• PROBLEM: Convert every line of the entries below into a JSON list of strings, one string per line, leaving out blank lines.

— Begin GIVEN RECORDS —

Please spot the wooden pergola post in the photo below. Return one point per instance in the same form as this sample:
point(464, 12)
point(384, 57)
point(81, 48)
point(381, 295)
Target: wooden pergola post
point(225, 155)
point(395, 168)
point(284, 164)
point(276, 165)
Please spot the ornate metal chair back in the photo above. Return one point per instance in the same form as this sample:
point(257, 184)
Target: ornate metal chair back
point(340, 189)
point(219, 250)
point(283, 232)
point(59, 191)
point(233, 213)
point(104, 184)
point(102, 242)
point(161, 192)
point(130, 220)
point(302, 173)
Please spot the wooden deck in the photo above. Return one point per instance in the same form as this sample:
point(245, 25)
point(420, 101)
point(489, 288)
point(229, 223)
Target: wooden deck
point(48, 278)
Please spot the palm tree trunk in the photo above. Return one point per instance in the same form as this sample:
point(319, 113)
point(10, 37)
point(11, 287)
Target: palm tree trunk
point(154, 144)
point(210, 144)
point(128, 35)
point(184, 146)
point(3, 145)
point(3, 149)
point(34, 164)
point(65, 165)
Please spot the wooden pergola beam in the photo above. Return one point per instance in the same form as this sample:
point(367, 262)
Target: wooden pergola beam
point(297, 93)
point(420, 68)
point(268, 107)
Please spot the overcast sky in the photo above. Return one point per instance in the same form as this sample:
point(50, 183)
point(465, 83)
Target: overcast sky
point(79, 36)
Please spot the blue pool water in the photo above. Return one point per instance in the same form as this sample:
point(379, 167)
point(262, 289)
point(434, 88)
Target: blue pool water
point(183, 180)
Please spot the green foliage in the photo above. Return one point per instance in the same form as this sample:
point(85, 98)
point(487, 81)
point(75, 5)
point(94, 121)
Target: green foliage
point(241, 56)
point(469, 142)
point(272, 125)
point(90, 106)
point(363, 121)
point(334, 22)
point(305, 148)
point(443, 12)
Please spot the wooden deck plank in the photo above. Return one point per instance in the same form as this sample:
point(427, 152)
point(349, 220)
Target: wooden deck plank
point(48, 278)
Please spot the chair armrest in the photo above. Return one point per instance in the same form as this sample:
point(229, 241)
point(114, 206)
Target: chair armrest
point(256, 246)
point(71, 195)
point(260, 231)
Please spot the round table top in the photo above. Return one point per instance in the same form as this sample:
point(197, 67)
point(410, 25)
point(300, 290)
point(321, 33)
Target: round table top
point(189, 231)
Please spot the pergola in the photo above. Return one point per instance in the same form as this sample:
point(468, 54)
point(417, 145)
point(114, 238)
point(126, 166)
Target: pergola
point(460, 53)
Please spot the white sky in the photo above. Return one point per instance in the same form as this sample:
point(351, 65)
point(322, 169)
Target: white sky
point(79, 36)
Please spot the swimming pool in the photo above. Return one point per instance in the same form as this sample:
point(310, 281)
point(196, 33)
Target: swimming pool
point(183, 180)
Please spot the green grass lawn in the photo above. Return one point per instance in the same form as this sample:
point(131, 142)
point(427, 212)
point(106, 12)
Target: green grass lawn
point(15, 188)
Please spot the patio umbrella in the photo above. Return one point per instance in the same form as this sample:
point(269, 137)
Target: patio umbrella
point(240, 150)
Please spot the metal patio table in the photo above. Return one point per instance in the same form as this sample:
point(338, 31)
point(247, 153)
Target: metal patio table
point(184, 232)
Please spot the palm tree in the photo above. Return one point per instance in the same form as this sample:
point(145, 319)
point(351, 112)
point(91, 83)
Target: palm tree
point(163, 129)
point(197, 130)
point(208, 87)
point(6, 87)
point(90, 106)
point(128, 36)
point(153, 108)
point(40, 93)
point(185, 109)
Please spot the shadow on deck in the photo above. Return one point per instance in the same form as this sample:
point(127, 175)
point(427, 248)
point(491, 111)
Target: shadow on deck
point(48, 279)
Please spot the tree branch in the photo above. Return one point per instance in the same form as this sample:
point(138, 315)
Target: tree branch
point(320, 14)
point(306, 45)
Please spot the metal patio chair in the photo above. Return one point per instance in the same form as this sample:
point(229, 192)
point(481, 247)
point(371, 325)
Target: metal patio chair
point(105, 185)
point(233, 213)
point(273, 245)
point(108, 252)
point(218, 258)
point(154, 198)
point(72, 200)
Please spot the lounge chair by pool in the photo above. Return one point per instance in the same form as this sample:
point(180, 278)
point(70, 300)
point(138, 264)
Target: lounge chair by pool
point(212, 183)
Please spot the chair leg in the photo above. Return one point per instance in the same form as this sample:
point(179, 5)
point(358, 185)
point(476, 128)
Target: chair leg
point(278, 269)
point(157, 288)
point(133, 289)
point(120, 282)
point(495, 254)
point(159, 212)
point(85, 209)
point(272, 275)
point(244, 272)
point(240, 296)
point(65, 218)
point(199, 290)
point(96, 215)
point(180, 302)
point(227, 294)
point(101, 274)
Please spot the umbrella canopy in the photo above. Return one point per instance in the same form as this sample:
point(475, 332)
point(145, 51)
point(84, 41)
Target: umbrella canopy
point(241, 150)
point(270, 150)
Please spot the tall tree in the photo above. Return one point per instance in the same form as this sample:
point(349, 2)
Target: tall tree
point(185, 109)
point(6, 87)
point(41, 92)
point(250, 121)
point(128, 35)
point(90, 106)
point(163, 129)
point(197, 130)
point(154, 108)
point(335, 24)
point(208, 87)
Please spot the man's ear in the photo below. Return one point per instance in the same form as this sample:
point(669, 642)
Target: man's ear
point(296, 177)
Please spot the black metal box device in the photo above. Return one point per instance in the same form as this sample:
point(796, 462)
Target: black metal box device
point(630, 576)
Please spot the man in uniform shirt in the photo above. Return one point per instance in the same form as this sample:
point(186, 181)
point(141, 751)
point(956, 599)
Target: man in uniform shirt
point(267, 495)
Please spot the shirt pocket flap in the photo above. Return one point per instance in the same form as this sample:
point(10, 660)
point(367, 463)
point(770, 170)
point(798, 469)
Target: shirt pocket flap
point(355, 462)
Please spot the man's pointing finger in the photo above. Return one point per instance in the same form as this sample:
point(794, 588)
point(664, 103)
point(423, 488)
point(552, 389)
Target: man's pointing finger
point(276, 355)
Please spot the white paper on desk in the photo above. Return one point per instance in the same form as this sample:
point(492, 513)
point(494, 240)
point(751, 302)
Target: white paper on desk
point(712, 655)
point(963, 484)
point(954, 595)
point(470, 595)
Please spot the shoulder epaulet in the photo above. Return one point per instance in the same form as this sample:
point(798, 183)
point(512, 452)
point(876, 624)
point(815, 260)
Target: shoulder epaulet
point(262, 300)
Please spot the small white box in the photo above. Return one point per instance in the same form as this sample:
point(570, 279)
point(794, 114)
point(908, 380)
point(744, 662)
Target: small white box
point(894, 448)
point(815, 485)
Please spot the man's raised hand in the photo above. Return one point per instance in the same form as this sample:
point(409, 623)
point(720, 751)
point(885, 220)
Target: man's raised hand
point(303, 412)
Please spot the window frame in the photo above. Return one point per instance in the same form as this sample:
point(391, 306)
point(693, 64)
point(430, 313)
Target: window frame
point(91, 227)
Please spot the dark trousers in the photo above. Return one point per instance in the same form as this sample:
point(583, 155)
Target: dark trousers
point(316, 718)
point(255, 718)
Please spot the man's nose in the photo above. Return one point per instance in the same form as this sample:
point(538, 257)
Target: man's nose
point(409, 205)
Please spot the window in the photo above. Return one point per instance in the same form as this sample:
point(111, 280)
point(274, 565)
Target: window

— End GIVEN RECORDS —

• ANSWER TO THIS TASK:
[
  "Please spot the wooden pergola post in the photo below. Return one point per instance in the same form as this sample:",
  "point(464, 12)",
  "point(384, 57)",
  "point(81, 48)",
  "point(381, 295)",
  "Target: wooden pergola post",
  "point(225, 155)",
  "point(395, 168)",
  "point(284, 164)",
  "point(276, 165)",
  "Please spot the ornate metal chair back in the photo above. Return one point per instance in the same form as this sample:",
  "point(257, 184)",
  "Target: ornate metal chair back",
  "point(340, 189)",
  "point(219, 250)",
  "point(283, 232)",
  "point(59, 191)",
  "point(233, 213)",
  "point(104, 184)",
  "point(102, 242)",
  "point(161, 192)",
  "point(130, 220)",
  "point(302, 173)",
  "Please spot the wooden deck in the photo above. Return one point per instance in the same form as this sample:",
  "point(245, 25)",
  "point(420, 101)",
  "point(489, 288)",
  "point(229, 223)",
  "Target: wooden deck",
  "point(48, 278)",
  "Please spot the palm tree trunk in the photo above. Return one point per instance in the same form as this sample:",
  "point(319, 113)",
  "point(10, 37)",
  "point(11, 287)",
  "Target: palm tree trunk",
  "point(154, 144)",
  "point(210, 144)",
  "point(128, 35)",
  "point(184, 146)",
  "point(3, 145)",
  "point(3, 149)",
  "point(34, 164)",
  "point(65, 165)",
  "Please spot the wooden pergola beam in the photo above. Return one point per instance in the same form as this sample:",
  "point(367, 262)",
  "Target: wooden pergola beam",
  "point(297, 93)",
  "point(420, 68)",
  "point(268, 107)",
  "Please spot the overcast sky in the photo above. Return one point per instance in the same form as this sample:",
  "point(50, 183)",
  "point(465, 83)",
  "Target: overcast sky",
  "point(79, 36)",
  "Please spot the blue pool water in the photo above. Return one point per instance in the same form as this sample:",
  "point(379, 167)",
  "point(262, 289)",
  "point(434, 88)",
  "Target: blue pool water",
  "point(183, 180)",
  "Please spot the green foliage in the photo above. Return one point per instance in the same form as this sample:",
  "point(85, 98)",
  "point(487, 81)",
  "point(75, 5)",
  "point(94, 121)",
  "Target: green foliage",
  "point(241, 56)",
  "point(469, 142)",
  "point(272, 125)",
  "point(90, 106)",
  "point(363, 121)",
  "point(334, 22)",
  "point(305, 148)",
  "point(443, 12)",
  "Please spot the wooden deck plank in the photo above. Return one point per instance in the same form as this sample:",
  "point(427, 152)",
  "point(349, 220)",
  "Target: wooden deck plank",
  "point(48, 278)",
  "Please spot the chair armrest in the photo above. Return one point per instance in the same form as this sample:",
  "point(229, 241)",
  "point(114, 206)",
  "Target: chair armrest",
  "point(256, 246)",
  "point(71, 195)",
  "point(260, 231)",
  "Please spot the round table top in the photo above. Return one point per instance in the same form as this sample:",
  "point(197, 67)",
  "point(410, 25)",
  "point(300, 290)",
  "point(321, 33)",
  "Target: round table top",
  "point(189, 231)",
  "Please spot the pergola in the photo above. Return one point per instance in the same form as this sample:",
  "point(468, 54)",
  "point(417, 145)",
  "point(114, 238)",
  "point(126, 166)",
  "Target: pergola",
  "point(460, 53)",
  "Please spot the white sky in the photo above. Return one point per instance in the same form as this sample:",
  "point(351, 65)",
  "point(322, 169)",
  "Target: white sky",
  "point(79, 36)",
  "Please spot the swimming pool in the photo above. Return one point per instance in the same form as this sample:",
  "point(310, 281)",
  "point(196, 33)",
  "Target: swimming pool",
  "point(183, 180)",
  "Please spot the green grass lawn in the photo above. Return one point per instance in the same form as this sample:",
  "point(131, 142)",
  "point(427, 212)",
  "point(106, 12)",
  "Target: green grass lawn",
  "point(15, 188)",
  "Please spot the patio umbrella in the photo above. Return one point per instance in the same form as this sample:",
  "point(269, 137)",
  "Target: patio umbrella",
  "point(240, 150)",
  "Please spot the metal patio table in the photo above. Return one point per instance in the same form as this sample:",
  "point(338, 31)",
  "point(247, 153)",
  "Target: metal patio table",
  "point(184, 232)",
  "Please spot the palm tree in the photo above. Return one point per instance in the same form as this sample:",
  "point(145, 319)",
  "point(351, 112)",
  "point(91, 83)",
  "Target: palm tree",
  "point(163, 129)",
  "point(197, 130)",
  "point(208, 87)",
  "point(6, 87)",
  "point(90, 106)",
  "point(128, 36)",
  "point(153, 108)",
  "point(40, 93)",
  "point(185, 109)",
  "Please spot the shadow on deck in the photo above. Return one point per instance in the same form as this sample:",
  "point(127, 175)",
  "point(427, 248)",
  "point(491, 111)",
  "Target: shadow on deck",
  "point(48, 279)",
  "Please spot the tree branch in the photo above. Return one point per instance in the same form as this sample:",
  "point(138, 315)",
  "Target: tree branch",
  "point(320, 14)",
  "point(306, 45)",
  "Please spot the metal patio chair in the photo above. Return one point per instance in the same form as this sample:",
  "point(229, 192)",
  "point(481, 247)",
  "point(371, 325)",
  "Target: metal patio chair",
  "point(105, 185)",
  "point(233, 213)",
  "point(273, 245)",
  "point(108, 252)",
  "point(218, 258)",
  "point(154, 198)",
  "point(72, 200)",
  "Please spot the lounge chair by pool in the photo above. Return one point per instance in the same form as this sample:",
  "point(180, 278)",
  "point(70, 300)",
  "point(138, 264)",
  "Target: lounge chair by pool",
  "point(212, 183)",
  "Please spot the chair leg in the photo above. Return one point per instance in the same form as this sample:",
  "point(179, 5)",
  "point(358, 185)",
  "point(476, 128)",
  "Target: chair leg",
  "point(278, 269)",
  "point(157, 288)",
  "point(133, 289)",
  "point(120, 282)",
  "point(495, 254)",
  "point(159, 212)",
  "point(85, 209)",
  "point(272, 275)",
  "point(244, 272)",
  "point(240, 296)",
  "point(65, 218)",
  "point(199, 290)",
  "point(96, 215)",
  "point(180, 302)",
  "point(227, 294)",
  "point(101, 274)",
  "Please spot the umbrella canopy in the photo above. Return one point per instance in the same form as this sample:",
  "point(475, 332)",
  "point(145, 51)",
  "point(84, 41)",
  "Target: umbrella canopy",
  "point(241, 150)",
  "point(270, 150)",
  "Please spot the tall tree in the photo above. Return one point per instance in the same form as this sample:",
  "point(349, 2)",
  "Target: tall tree",
  "point(185, 109)",
  "point(6, 87)",
  "point(41, 92)",
  "point(250, 121)",
  "point(128, 35)",
  "point(90, 106)",
  "point(163, 129)",
  "point(197, 130)",
  "point(154, 108)",
  "point(335, 24)",
  "point(208, 87)",
  "Please spot the man's ear in the photo below. Return one point per instance in the same form as this sample:",
  "point(669, 642)",
  "Target: man's ear",
  "point(296, 177)",
  "Please spot the black metal box device in the photo above. Return one point per instance in the same form as this sample:",
  "point(796, 462)",
  "Target: black metal box device",
  "point(630, 576)",
  "Please spot the man in uniform shirt in the photo above. Return one point per instance in the same form as this sample:",
  "point(186, 181)",
  "point(141, 751)",
  "point(956, 599)",
  "Target: man in uniform shirt",
  "point(267, 495)",
  "Please spot the shirt pocket flap in the photo above. Return one point per instance in the same form as this sample:",
  "point(10, 660)",
  "point(367, 463)",
  "point(770, 170)",
  "point(798, 469)",
  "Target: shirt pocket flap",
  "point(355, 462)",
  "Please spot the man's pointing finger in the photo above. Return one point per instance in the same form as this sample:",
  "point(794, 588)",
  "point(664, 103)",
  "point(423, 488)",
  "point(552, 389)",
  "Target: man's pointing finger",
  "point(276, 355)",
  "Please spot the white paper on desk in the photo above. Return one point per instance in the same form as this sample:",
  "point(492, 513)",
  "point(494, 240)",
  "point(751, 302)",
  "Target: white paper on desk",
  "point(712, 655)",
  "point(963, 484)",
  "point(954, 595)",
  "point(470, 595)",
  "Please spot the shoulder epaulet in the photo above. Return one point per instance in the same form as this sample:",
  "point(798, 183)",
  "point(512, 452)",
  "point(876, 624)",
  "point(815, 260)",
  "Target: shoulder epaulet",
  "point(262, 300)",
  "Please spot the small white box in the photo above. Return one point per instance in the same form as this sample:",
  "point(570, 279)",
  "point(794, 114)",
  "point(908, 380)",
  "point(744, 662)",
  "Target: small white box",
  "point(894, 448)",
  "point(815, 485)",
  "Please spot the man's raised hand in the photo above. Return one point per instance in the same form as this sample:",
  "point(409, 623)",
  "point(720, 751)",
  "point(885, 220)",
  "Target: man's raised hand",
  "point(303, 412)",
  "Please spot the window frame in the photo above. Return one point per instance in the same form as this sample:",
  "point(391, 306)",
  "point(693, 64)",
  "point(430, 313)",
  "Target: window frame",
  "point(91, 227)",
  "Please spot the dark trousers in the photo above. Return one point per instance in the same form as this sample:",
  "point(583, 155)",
  "Target: dark trousers",
  "point(316, 718)",
  "point(255, 718)",
  "Please spot the man's nose in the photo above. Return one point per instance in the same form as this sample:",
  "point(538, 257)",
  "Target: man's nose",
  "point(409, 205)",
  "Please spot the window in the photo above. Return one point per instance in the same form as this sample:",
  "point(111, 280)",
  "point(274, 565)",
  "Target: window"
]